**Extract provided:**

--------------------------------------------------

Total nonfarm payroll employment increased by 157,000 in January, and the unemployment rate was essentially unchanged at 7.9 percent, the U.S. Bureau of Labor Statistics reported today. Retail trade, construction, health care, and wholesale trade added jobs over the month.

Household Survey Data

The number of unemployed persons, at 12.3 million, was little changed in January. The unemployment rate was 7.9 percent and has been at or near that level since September 2012.

Among the major worker groups, the unemployment rates for adult men (7.3 percent), adult women (7.3 percent), teenagers (23.4 percent), whites (7.0 percent), blacks (13.8 percent), and Hispanics (9.7 percent) showed little or no change in January. The jobless rate for Asians was 6.5 percent (not seasonally adjusted), little changed from a year earlier.

In January, the number of long-term unemployed (those jobless for 27 weeks or more) was about unchanged at 4.7 million and accounted for 38.1 percent of the unemployed.

Both the employment-population ratio (58.6 percent) and the civilian labor force participation rate (63.6 percent) were unchanged in January.

The number of persons employed part time for economic reasons, at 8.0 million, changed little in January. These individuals were working part time because their hours had been cut back or because they were unable to find a full-time job.

--------------------------------------------------

**Challenge a:**
Tally the lines in the entries below that contain the string "beer", treating case as significant. Give only the number.

--------------------------------------------------

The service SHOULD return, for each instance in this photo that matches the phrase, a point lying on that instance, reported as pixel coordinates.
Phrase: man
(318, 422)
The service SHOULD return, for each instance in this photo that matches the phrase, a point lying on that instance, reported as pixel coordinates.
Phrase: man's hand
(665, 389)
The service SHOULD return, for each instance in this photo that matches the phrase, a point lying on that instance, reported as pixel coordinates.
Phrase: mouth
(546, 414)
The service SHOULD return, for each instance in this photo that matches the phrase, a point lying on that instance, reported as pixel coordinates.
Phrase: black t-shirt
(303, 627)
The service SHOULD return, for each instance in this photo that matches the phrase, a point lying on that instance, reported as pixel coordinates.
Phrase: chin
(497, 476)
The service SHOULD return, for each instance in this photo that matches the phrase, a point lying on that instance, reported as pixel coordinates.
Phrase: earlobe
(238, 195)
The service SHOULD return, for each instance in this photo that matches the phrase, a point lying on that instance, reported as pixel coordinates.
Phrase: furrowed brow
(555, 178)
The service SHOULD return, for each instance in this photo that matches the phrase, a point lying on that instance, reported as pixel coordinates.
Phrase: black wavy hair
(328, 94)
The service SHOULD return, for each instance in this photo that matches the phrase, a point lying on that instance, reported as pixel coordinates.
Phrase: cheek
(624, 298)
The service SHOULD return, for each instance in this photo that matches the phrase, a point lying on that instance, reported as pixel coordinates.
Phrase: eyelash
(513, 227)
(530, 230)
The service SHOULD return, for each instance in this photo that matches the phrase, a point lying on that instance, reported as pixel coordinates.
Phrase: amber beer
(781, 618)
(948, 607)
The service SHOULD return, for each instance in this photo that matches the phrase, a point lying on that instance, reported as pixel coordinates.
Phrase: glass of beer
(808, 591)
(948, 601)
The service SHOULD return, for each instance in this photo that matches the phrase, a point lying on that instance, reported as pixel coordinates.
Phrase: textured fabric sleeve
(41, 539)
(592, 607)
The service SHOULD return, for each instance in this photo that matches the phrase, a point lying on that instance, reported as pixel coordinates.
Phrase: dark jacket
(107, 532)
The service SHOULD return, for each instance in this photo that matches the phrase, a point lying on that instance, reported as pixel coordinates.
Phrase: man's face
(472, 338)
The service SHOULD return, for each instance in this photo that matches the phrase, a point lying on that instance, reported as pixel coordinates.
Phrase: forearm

--------------------------------------------------

**Challenge b:**
In the employment report, how many persons were employed part time for economic reasons in January?

**Written response a:**
2

**Written response b:**
8.0 million.